→ **DO THIS**: Collect every line in the records below that contains the word "shirt", copying each one in full.

───── SUPPLIED ENTRIES ─────

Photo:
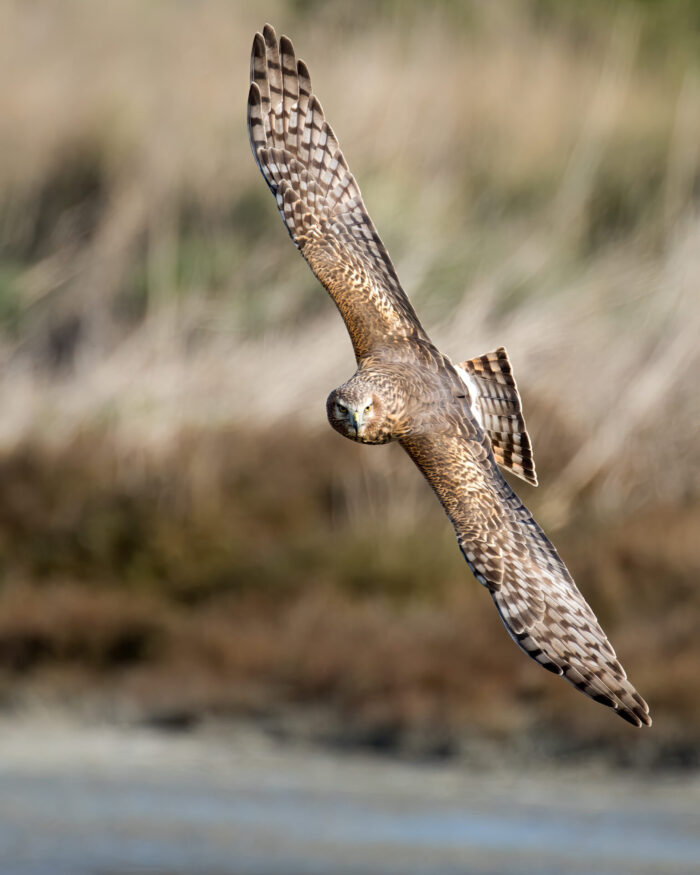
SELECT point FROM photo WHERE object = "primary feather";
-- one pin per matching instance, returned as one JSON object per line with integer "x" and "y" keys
{"x": 419, "y": 398}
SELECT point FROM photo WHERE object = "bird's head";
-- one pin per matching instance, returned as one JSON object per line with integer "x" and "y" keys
{"x": 356, "y": 410}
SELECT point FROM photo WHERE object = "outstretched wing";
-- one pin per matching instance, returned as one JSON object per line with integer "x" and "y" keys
{"x": 508, "y": 552}
{"x": 319, "y": 200}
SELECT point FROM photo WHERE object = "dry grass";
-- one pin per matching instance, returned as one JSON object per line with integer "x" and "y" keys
{"x": 165, "y": 355}
{"x": 176, "y": 586}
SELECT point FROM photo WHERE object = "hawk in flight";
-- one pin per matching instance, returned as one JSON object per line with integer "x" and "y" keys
{"x": 456, "y": 421}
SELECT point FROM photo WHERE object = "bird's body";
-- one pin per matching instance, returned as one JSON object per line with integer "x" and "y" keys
{"x": 456, "y": 422}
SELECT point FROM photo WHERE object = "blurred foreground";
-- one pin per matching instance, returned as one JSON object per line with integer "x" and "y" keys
{"x": 235, "y": 802}
{"x": 181, "y": 536}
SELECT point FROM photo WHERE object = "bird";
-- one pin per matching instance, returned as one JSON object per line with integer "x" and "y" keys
{"x": 457, "y": 422}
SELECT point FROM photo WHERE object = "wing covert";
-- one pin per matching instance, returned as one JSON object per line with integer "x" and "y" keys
{"x": 318, "y": 198}
{"x": 536, "y": 597}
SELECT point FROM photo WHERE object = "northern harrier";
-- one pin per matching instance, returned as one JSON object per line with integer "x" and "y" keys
{"x": 457, "y": 422}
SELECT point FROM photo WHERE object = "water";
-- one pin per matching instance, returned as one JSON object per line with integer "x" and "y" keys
{"x": 87, "y": 800}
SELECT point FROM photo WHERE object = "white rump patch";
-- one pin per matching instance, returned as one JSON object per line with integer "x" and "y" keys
{"x": 473, "y": 394}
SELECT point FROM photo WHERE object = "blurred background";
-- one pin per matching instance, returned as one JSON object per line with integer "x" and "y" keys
{"x": 192, "y": 563}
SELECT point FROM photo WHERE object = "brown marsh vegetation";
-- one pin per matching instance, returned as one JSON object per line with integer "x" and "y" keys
{"x": 179, "y": 530}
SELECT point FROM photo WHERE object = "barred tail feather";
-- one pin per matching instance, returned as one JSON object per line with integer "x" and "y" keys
{"x": 495, "y": 393}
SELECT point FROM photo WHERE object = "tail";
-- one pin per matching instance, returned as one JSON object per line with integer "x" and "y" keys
{"x": 496, "y": 402}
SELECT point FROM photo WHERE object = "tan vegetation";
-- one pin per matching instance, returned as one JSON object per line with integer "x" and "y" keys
{"x": 173, "y": 503}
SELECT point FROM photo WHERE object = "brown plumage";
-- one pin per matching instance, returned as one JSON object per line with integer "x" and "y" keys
{"x": 455, "y": 423}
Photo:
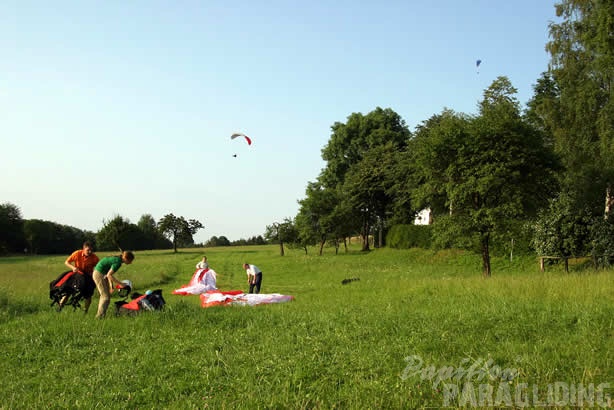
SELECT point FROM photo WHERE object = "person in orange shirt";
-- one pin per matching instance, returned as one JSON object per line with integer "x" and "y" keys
{"x": 83, "y": 261}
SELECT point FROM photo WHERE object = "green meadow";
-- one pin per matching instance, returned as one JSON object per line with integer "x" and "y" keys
{"x": 420, "y": 329}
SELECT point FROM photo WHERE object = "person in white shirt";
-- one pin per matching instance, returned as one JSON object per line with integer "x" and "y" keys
{"x": 254, "y": 277}
{"x": 202, "y": 264}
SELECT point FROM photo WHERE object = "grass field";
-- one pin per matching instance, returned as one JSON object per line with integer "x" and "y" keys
{"x": 416, "y": 328}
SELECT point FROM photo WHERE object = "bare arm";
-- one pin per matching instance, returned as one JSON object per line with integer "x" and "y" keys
{"x": 70, "y": 266}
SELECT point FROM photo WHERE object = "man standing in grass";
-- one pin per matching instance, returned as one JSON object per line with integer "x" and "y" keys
{"x": 254, "y": 277}
{"x": 83, "y": 261}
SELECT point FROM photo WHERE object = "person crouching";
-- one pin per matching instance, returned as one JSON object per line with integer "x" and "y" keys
{"x": 105, "y": 279}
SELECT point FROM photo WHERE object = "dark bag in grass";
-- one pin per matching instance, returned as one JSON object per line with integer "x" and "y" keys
{"x": 150, "y": 301}
{"x": 70, "y": 288}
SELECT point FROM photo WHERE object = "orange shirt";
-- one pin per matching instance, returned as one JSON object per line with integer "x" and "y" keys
{"x": 84, "y": 263}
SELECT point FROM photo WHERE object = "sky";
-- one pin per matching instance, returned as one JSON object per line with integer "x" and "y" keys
{"x": 127, "y": 107}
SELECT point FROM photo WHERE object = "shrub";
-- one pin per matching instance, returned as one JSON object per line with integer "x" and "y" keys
{"x": 409, "y": 236}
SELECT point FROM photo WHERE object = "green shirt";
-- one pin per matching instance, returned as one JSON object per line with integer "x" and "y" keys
{"x": 108, "y": 263}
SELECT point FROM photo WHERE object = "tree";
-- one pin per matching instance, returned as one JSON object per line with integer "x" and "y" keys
{"x": 313, "y": 220}
{"x": 581, "y": 112}
{"x": 51, "y": 238}
{"x": 119, "y": 233}
{"x": 359, "y": 134}
{"x": 560, "y": 230}
{"x": 367, "y": 187}
{"x": 493, "y": 169}
{"x": 282, "y": 232}
{"x": 11, "y": 228}
{"x": 178, "y": 229}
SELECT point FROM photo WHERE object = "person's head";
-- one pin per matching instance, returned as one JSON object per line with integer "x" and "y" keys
{"x": 127, "y": 257}
{"x": 87, "y": 248}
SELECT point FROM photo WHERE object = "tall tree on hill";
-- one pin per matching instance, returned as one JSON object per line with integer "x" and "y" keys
{"x": 582, "y": 109}
{"x": 367, "y": 189}
{"x": 178, "y": 229}
{"x": 493, "y": 169}
{"x": 11, "y": 228}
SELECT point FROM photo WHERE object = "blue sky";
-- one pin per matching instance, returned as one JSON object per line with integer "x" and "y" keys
{"x": 116, "y": 107}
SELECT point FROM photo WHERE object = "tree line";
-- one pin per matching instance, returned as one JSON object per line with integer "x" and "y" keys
{"x": 539, "y": 176}
{"x": 36, "y": 236}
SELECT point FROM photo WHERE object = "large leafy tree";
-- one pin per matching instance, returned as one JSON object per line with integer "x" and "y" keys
{"x": 349, "y": 141}
{"x": 493, "y": 169}
{"x": 178, "y": 229}
{"x": 581, "y": 111}
{"x": 313, "y": 221}
{"x": 282, "y": 232}
{"x": 11, "y": 228}
{"x": 367, "y": 189}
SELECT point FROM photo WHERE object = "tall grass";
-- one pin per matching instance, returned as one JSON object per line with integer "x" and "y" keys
{"x": 335, "y": 346}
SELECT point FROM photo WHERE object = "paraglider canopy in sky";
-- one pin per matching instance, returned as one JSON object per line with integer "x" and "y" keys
{"x": 240, "y": 134}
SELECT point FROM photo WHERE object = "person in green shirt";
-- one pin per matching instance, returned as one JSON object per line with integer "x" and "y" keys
{"x": 105, "y": 279}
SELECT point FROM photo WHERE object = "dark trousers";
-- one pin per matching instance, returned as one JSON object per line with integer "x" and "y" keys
{"x": 256, "y": 285}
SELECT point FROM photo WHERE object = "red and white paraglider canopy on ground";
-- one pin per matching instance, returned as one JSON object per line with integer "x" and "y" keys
{"x": 238, "y": 298}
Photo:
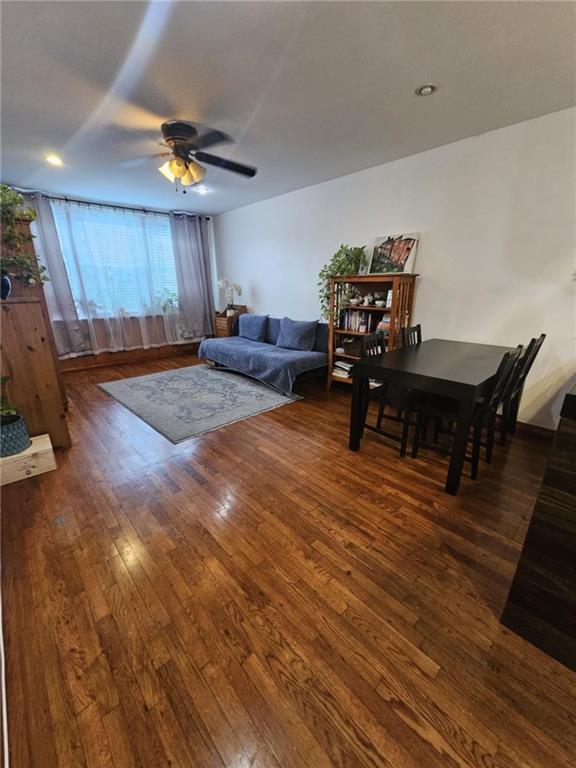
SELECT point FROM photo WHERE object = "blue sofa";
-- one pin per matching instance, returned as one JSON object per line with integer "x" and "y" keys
{"x": 273, "y": 365}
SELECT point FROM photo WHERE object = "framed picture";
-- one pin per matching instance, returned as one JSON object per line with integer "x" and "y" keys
{"x": 395, "y": 253}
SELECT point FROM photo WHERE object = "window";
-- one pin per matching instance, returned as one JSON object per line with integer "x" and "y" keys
{"x": 119, "y": 262}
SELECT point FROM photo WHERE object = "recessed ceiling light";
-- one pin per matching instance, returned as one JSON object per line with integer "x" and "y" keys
{"x": 426, "y": 90}
{"x": 54, "y": 159}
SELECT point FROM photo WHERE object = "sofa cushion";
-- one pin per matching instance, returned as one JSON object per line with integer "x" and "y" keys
{"x": 252, "y": 327}
{"x": 266, "y": 362}
{"x": 297, "y": 334}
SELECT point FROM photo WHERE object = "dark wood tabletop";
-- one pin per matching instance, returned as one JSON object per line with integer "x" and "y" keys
{"x": 458, "y": 369}
{"x": 459, "y": 363}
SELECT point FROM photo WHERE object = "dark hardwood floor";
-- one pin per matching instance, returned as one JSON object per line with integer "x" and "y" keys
{"x": 260, "y": 596}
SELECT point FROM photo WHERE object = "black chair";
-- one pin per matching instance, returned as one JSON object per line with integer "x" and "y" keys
{"x": 512, "y": 396}
{"x": 446, "y": 409}
{"x": 385, "y": 395}
{"x": 411, "y": 335}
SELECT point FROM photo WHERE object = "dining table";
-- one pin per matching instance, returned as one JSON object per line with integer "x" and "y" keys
{"x": 457, "y": 369}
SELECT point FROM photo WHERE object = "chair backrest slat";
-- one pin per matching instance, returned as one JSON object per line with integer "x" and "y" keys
{"x": 411, "y": 335}
{"x": 526, "y": 362}
{"x": 493, "y": 397}
{"x": 373, "y": 346}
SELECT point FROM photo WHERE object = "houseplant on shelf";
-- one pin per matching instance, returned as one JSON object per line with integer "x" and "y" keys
{"x": 230, "y": 289}
{"x": 348, "y": 260}
{"x": 17, "y": 262}
{"x": 14, "y": 437}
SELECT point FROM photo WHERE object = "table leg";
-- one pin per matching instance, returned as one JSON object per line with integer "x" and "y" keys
{"x": 357, "y": 412}
{"x": 465, "y": 413}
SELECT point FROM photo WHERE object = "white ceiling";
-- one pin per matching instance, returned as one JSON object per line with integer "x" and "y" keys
{"x": 311, "y": 91}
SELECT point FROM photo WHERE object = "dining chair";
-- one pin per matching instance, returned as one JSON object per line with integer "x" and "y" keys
{"x": 411, "y": 335}
{"x": 384, "y": 395}
{"x": 446, "y": 409}
{"x": 512, "y": 396}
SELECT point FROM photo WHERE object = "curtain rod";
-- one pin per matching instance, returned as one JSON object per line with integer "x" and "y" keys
{"x": 67, "y": 199}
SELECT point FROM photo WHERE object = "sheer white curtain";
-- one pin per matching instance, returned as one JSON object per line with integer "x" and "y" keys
{"x": 130, "y": 287}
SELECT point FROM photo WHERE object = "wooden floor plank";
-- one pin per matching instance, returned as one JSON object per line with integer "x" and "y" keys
{"x": 259, "y": 596}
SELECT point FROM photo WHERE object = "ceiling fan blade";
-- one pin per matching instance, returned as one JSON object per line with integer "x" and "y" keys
{"x": 228, "y": 165}
{"x": 211, "y": 137}
{"x": 135, "y": 162}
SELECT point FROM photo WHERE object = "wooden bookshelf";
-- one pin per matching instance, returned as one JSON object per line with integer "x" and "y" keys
{"x": 398, "y": 314}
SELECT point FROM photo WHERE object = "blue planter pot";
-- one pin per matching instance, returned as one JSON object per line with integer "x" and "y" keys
{"x": 14, "y": 437}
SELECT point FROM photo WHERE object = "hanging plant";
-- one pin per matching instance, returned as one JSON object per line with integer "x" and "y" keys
{"x": 16, "y": 262}
{"x": 348, "y": 260}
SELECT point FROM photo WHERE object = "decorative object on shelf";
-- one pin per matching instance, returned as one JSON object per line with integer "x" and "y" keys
{"x": 348, "y": 260}
{"x": 395, "y": 253}
{"x": 6, "y": 286}
{"x": 229, "y": 288}
{"x": 224, "y": 322}
{"x": 14, "y": 436}
{"x": 17, "y": 261}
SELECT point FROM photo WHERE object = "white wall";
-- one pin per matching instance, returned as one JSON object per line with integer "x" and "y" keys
{"x": 496, "y": 260}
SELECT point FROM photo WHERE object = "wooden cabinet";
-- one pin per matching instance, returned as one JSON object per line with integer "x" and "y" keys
{"x": 223, "y": 324}
{"x": 395, "y": 316}
{"x": 29, "y": 359}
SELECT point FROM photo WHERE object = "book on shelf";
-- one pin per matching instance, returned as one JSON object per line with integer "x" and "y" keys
{"x": 343, "y": 365}
{"x": 358, "y": 320}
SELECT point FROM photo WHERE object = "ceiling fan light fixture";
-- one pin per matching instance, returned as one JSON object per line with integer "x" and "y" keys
{"x": 196, "y": 170}
{"x": 187, "y": 180}
{"x": 166, "y": 172}
{"x": 177, "y": 167}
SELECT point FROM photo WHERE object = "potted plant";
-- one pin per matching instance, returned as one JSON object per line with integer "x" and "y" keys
{"x": 348, "y": 260}
{"x": 230, "y": 289}
{"x": 17, "y": 262}
{"x": 14, "y": 437}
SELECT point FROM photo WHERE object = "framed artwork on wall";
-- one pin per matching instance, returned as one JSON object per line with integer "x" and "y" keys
{"x": 394, "y": 253}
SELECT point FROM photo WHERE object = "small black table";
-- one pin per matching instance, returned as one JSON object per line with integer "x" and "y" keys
{"x": 457, "y": 369}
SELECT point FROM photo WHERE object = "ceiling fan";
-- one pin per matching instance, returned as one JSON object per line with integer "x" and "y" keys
{"x": 186, "y": 142}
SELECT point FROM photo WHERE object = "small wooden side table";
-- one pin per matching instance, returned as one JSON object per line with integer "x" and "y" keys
{"x": 223, "y": 324}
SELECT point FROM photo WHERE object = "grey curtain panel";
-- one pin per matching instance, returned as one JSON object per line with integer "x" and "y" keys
{"x": 69, "y": 335}
{"x": 122, "y": 279}
{"x": 192, "y": 255}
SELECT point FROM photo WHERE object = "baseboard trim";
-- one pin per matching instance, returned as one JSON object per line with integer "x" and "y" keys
{"x": 106, "y": 359}
{"x": 534, "y": 429}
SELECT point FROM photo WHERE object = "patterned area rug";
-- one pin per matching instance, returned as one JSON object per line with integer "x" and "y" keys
{"x": 186, "y": 402}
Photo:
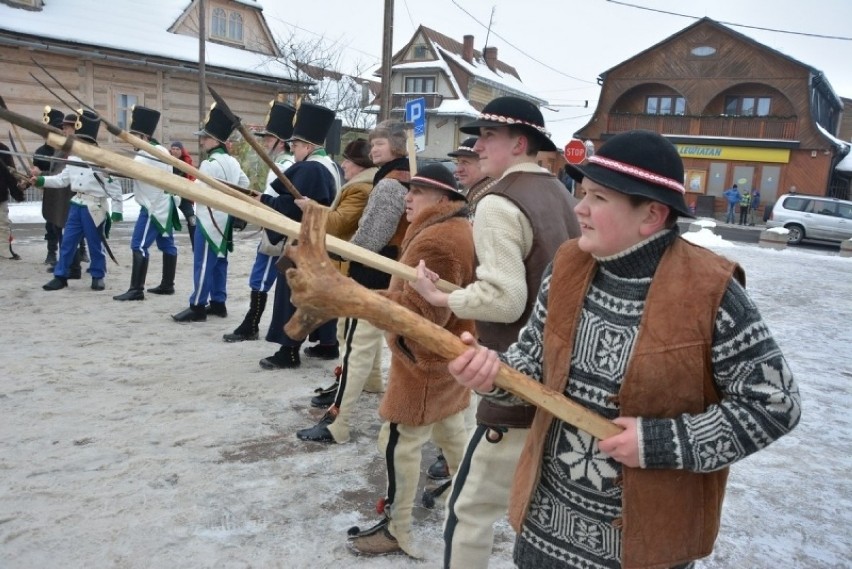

─────

→ **RESULT FOR THIS TASK**:
SELECT point FROM photo WHERE object = "person in orange shirt";
SELECT point FROM photo WHERE object = "person in white shirt";
SELECT point FROM photo WHERE object = "orange shirt";
SELECT point FROM photo WHERE object = "green shirt";
SELECT point FROM photo WHERE object = "person in green shirt";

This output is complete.